**Exercise:** Reproduce only this part of the listing: the line with "det: dark flag", plus every line after it through the last.

**Dataset items:**

__________

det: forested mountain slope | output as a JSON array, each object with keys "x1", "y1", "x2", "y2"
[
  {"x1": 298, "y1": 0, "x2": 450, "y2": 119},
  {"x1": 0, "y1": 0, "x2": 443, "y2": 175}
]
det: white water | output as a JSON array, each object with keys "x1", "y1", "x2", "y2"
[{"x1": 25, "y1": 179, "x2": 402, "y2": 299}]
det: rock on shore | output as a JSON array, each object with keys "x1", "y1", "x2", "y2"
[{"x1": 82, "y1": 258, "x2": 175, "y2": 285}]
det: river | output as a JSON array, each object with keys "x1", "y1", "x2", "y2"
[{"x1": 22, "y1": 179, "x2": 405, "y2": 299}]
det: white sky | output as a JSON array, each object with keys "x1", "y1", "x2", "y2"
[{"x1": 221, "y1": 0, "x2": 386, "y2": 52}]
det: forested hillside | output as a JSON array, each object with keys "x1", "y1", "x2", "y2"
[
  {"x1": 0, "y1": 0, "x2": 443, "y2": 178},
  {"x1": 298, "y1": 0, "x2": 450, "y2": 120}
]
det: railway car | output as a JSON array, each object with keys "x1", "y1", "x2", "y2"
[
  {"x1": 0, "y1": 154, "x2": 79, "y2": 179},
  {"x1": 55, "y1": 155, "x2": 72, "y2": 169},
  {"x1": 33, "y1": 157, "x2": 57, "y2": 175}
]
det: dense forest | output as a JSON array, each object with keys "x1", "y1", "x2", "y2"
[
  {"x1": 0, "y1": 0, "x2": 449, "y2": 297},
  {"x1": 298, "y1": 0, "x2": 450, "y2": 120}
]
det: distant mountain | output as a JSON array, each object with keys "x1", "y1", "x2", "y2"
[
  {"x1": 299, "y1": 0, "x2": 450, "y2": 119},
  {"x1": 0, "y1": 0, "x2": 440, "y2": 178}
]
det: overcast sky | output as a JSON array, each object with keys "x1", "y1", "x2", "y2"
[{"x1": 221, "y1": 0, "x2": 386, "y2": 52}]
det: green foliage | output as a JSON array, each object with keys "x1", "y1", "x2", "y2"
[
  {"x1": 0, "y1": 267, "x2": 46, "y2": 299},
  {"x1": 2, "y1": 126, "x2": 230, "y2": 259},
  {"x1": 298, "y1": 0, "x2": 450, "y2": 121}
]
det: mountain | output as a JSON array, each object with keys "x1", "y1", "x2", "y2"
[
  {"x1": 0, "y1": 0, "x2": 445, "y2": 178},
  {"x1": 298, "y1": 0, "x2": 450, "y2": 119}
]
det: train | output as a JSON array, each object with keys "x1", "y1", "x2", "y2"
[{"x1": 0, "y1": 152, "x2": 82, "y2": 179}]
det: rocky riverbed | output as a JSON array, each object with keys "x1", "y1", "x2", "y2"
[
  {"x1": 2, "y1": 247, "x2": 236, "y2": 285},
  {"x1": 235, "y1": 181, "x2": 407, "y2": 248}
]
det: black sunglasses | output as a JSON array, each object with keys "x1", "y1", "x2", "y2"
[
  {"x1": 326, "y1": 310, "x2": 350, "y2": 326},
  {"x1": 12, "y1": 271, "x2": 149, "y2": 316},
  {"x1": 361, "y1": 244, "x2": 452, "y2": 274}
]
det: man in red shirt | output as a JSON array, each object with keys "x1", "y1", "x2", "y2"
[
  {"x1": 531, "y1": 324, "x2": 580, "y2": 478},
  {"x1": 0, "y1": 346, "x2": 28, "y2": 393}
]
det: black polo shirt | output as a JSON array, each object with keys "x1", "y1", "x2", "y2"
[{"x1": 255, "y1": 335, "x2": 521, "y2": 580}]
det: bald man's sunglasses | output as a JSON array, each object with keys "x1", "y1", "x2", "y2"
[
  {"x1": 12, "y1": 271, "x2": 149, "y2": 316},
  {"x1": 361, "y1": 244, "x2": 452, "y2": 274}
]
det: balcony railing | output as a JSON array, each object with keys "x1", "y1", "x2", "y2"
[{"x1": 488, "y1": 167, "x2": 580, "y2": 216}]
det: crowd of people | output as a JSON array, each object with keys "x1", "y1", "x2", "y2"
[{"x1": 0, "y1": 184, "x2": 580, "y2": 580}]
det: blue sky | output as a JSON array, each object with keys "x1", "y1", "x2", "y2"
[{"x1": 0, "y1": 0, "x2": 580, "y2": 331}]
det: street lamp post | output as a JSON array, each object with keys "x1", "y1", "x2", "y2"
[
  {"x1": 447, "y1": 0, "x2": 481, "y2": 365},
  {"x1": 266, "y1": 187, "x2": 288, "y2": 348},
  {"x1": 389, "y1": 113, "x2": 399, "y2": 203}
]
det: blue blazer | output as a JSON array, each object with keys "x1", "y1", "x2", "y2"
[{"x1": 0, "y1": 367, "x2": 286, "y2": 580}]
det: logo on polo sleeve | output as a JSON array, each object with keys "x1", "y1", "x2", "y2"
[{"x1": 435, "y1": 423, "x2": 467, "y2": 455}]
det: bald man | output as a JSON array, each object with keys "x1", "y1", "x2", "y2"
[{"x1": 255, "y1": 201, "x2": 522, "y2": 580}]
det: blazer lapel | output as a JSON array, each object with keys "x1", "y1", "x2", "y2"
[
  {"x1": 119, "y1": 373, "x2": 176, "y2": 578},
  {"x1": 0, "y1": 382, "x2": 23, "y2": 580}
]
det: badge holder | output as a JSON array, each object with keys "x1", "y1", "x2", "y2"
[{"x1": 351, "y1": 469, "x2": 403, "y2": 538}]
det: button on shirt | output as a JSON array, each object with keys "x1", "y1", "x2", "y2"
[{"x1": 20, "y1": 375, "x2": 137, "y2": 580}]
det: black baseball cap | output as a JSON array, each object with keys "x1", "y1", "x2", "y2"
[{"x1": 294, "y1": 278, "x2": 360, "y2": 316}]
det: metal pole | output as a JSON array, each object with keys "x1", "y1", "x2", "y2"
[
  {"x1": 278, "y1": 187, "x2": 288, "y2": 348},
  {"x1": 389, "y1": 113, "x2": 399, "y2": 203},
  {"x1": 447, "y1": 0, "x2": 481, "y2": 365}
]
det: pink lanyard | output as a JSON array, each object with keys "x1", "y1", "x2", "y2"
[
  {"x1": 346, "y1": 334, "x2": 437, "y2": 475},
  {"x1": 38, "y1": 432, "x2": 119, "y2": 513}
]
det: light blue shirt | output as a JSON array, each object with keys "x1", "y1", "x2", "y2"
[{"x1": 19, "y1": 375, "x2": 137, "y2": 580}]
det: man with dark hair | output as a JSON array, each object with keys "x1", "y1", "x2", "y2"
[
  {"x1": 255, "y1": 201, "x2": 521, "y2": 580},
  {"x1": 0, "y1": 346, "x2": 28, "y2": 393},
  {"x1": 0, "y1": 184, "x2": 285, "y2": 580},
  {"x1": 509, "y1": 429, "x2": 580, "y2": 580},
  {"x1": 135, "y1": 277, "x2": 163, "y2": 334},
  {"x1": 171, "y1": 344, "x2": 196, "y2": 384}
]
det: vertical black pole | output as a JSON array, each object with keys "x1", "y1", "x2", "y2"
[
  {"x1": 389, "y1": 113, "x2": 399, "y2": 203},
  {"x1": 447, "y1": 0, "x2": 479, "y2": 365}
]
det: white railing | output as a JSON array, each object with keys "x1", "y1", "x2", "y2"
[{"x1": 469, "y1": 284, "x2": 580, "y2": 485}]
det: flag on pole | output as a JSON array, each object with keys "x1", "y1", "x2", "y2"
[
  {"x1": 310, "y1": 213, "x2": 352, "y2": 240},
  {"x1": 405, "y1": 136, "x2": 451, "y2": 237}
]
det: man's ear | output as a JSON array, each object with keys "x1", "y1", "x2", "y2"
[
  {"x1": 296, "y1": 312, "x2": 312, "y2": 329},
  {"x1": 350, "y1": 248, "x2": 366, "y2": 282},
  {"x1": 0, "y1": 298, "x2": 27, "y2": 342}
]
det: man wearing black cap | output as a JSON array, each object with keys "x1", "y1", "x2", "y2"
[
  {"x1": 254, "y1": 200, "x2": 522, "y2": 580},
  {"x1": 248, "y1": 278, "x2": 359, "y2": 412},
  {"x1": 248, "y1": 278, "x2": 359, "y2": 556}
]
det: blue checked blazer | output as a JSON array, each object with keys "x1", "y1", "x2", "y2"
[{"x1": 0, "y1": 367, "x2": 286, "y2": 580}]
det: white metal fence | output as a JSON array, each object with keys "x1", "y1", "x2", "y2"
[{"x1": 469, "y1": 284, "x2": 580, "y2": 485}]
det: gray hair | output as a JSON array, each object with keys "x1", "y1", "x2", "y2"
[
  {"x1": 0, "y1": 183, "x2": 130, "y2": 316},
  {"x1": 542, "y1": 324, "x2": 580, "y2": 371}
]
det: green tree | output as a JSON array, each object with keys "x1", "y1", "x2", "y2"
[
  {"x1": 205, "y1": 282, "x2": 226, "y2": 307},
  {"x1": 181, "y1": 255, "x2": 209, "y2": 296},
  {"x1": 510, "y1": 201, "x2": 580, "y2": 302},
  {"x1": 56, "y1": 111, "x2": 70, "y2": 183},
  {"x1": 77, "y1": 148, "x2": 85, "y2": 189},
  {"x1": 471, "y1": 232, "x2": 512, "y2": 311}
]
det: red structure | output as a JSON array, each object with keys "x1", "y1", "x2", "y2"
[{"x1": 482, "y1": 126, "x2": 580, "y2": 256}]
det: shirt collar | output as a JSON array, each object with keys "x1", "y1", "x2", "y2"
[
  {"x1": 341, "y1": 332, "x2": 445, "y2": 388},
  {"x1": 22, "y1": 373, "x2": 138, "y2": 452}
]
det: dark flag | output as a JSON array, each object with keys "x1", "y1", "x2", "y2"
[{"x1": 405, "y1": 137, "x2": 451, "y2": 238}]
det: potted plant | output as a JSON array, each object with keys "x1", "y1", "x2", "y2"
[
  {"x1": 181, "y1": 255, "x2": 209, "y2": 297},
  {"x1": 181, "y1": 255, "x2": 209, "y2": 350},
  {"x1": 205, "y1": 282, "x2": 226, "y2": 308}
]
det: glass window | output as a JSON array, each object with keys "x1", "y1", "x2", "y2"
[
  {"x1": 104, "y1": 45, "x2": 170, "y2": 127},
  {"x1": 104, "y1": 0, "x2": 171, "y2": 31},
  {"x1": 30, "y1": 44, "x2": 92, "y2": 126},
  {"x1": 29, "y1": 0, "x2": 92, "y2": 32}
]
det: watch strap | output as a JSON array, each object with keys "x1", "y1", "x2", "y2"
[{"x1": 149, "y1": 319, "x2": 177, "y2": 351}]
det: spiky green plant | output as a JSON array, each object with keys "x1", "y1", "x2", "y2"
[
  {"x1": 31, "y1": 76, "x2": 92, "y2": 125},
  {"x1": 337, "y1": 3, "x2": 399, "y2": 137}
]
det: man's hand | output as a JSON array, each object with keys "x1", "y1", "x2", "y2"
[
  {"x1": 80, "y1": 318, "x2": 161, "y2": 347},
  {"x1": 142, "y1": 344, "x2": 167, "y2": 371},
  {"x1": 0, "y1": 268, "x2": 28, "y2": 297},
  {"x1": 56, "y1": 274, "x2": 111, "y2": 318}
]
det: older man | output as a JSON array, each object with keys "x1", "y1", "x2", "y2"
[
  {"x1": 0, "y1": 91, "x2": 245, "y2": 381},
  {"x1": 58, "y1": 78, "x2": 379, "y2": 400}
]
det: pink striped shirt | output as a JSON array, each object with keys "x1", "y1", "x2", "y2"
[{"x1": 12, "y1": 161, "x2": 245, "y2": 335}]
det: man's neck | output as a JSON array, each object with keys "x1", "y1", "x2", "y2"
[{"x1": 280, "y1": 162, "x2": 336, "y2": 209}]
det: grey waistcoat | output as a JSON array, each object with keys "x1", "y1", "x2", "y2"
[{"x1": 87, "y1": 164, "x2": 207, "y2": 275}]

__________

**Exercise answer:**
det: dark flag | output as a JSON array, each object with keys "x1", "y1", "x2", "y2"
[{"x1": 405, "y1": 137, "x2": 451, "y2": 238}]
det: potted plant | output as a JSON array, each object with keys "x1", "y1", "x2", "y2"
[
  {"x1": 181, "y1": 255, "x2": 209, "y2": 297},
  {"x1": 181, "y1": 255, "x2": 209, "y2": 350},
  {"x1": 205, "y1": 282, "x2": 226, "y2": 308}
]
det: glass window | output as a JSON array, each object with keys "x1", "y1", "x2", "y2"
[
  {"x1": 104, "y1": 45, "x2": 170, "y2": 127},
  {"x1": 104, "y1": 0, "x2": 171, "y2": 31},
  {"x1": 30, "y1": 44, "x2": 92, "y2": 126},
  {"x1": 29, "y1": 0, "x2": 92, "y2": 32}
]
det: watch strap | output as a JSON array, each object with keys "x1", "y1", "x2", "y2"
[{"x1": 149, "y1": 319, "x2": 177, "y2": 351}]
det: spiky green plant | output as a JSON array, each object with keys "x1", "y1", "x2", "y2"
[
  {"x1": 31, "y1": 76, "x2": 92, "y2": 125},
  {"x1": 337, "y1": 3, "x2": 399, "y2": 137}
]
det: man's hand | output as a JSON array, each object with keys "x1", "y1", "x2", "y2"
[
  {"x1": 80, "y1": 318, "x2": 161, "y2": 347},
  {"x1": 142, "y1": 344, "x2": 167, "y2": 371},
  {"x1": 0, "y1": 268, "x2": 28, "y2": 297},
  {"x1": 56, "y1": 274, "x2": 111, "y2": 318}
]
det: older man | output as a JSON array, each object with keys "x1", "y1", "x2", "y2"
[
  {"x1": 0, "y1": 91, "x2": 245, "y2": 381},
  {"x1": 58, "y1": 78, "x2": 379, "y2": 400}
]
det: pink striped shirt | output as a JSON array, each object with keys "x1", "y1", "x2", "y2"
[{"x1": 12, "y1": 161, "x2": 245, "y2": 335}]
det: man's neck | output as a JSON array, each object with keys "x1", "y1", "x2", "y2"
[{"x1": 280, "y1": 162, "x2": 336, "y2": 209}]
det: grey waistcoat | output as a JSON array, each object with keys "x1", "y1", "x2", "y2"
[{"x1": 87, "y1": 164, "x2": 207, "y2": 275}]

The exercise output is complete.